**What is needed**
An exact reproduction of the data below is the required answer.

-------- Excerpted data

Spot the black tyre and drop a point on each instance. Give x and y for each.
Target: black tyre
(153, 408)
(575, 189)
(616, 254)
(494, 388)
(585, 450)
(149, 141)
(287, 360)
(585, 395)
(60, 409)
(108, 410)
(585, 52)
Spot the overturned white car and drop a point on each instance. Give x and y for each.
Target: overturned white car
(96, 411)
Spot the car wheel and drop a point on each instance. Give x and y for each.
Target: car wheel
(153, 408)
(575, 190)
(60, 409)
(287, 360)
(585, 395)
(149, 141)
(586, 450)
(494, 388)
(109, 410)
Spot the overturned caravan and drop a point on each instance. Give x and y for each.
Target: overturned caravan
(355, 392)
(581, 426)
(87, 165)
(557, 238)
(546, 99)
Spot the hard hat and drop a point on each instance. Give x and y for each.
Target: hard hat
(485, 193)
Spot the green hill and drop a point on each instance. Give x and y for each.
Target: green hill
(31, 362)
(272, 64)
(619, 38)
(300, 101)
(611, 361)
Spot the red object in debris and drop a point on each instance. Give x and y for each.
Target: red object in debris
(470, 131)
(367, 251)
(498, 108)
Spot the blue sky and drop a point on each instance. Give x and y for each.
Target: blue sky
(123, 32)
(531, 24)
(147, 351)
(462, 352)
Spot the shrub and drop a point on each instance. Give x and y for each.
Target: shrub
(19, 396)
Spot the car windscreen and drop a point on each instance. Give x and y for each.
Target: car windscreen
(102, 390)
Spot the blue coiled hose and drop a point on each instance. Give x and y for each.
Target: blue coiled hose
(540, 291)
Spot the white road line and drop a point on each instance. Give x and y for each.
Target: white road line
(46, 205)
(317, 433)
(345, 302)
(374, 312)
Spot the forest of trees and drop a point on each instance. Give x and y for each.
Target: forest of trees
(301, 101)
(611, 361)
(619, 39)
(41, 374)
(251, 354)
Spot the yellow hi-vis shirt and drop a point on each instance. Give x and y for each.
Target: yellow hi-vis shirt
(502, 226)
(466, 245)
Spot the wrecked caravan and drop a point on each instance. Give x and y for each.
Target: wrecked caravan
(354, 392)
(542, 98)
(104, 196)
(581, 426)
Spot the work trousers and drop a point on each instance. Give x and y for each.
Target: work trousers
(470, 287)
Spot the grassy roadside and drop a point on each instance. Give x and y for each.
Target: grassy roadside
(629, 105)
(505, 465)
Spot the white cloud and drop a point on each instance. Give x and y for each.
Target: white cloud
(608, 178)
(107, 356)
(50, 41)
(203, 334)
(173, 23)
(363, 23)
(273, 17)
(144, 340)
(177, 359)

----------------

**Task result**
Spot the black tyre and drop a point on each instance. Give x and y for each.
Target: black tyre
(153, 408)
(575, 189)
(616, 254)
(494, 388)
(585, 450)
(149, 141)
(287, 360)
(585, 395)
(60, 409)
(108, 410)
(585, 52)
Spot the overturned white car and drop a point on each instance. Give x and y for each.
Target: overturned white car
(96, 411)
Spot the car wheel and drop a point on each instance. Give x and y for each.
Target: car wheel
(153, 408)
(575, 190)
(60, 409)
(287, 360)
(585, 395)
(149, 141)
(586, 450)
(494, 388)
(109, 410)
Spot the overturned caravan and drop a point on each instance. Give x and y for each.
Target: overturned caravan
(355, 392)
(581, 426)
(87, 165)
(557, 238)
(546, 99)
Spot the hard hat and drop a point on each instance. Give x and y for each.
Target: hard hat
(485, 193)
Spot the green hill and drop a point on each instance. Give x and y for each.
Target: green hill
(31, 362)
(272, 64)
(619, 38)
(300, 101)
(611, 361)
Spot the red object in debris and drop a point on each instance. Give x and y for each.
Target: red object in debris
(470, 131)
(367, 251)
(498, 108)
Spot the blue sky and drop a point on each instance. Give x and y for each.
Target: blue sky
(123, 32)
(531, 24)
(147, 351)
(462, 352)
Spot the shrub and drop a point on each instance. Give x and y for each.
Target: shrub
(19, 396)
Spot the car windscreen and drop a point on each instance. Give x and y for each.
Target: car windscreen
(102, 390)
Spot the blue coiled hose and drop a point on each instance. Give x and y for each.
Target: blue coiled hose
(540, 291)
Spot the white road line and drop a point on each instance. Give x and y for each.
Target: white road line
(46, 205)
(317, 433)
(345, 302)
(374, 312)
Spot the forest of trees and drop a point on each instance. Give x and y for each.
Target: forest of trees
(301, 101)
(611, 361)
(619, 39)
(41, 374)
(251, 354)
Spot the yellow hi-vis shirt and drop a point on each instance. Give x and y for each.
Target: yellow hi-vis shirt
(502, 226)
(466, 245)
Spot the wrecked caravan and drop a point on each instance. Give x and y for each.
Target: wrecked caravan
(354, 392)
(542, 98)
(104, 196)
(581, 426)
Spot the work trousers and drop a point on each instance. Give x and y for each.
Target: work trousers
(470, 287)
Spot the grassy roadside and drop a point on each instance. Give x and y for each.
Target: grassy roadside
(629, 105)
(505, 465)
Spot the white cloud and drop a point on each instance. Give x and y for each.
Target: white cloud
(608, 178)
(107, 356)
(50, 41)
(203, 334)
(173, 23)
(363, 23)
(273, 17)
(144, 340)
(177, 359)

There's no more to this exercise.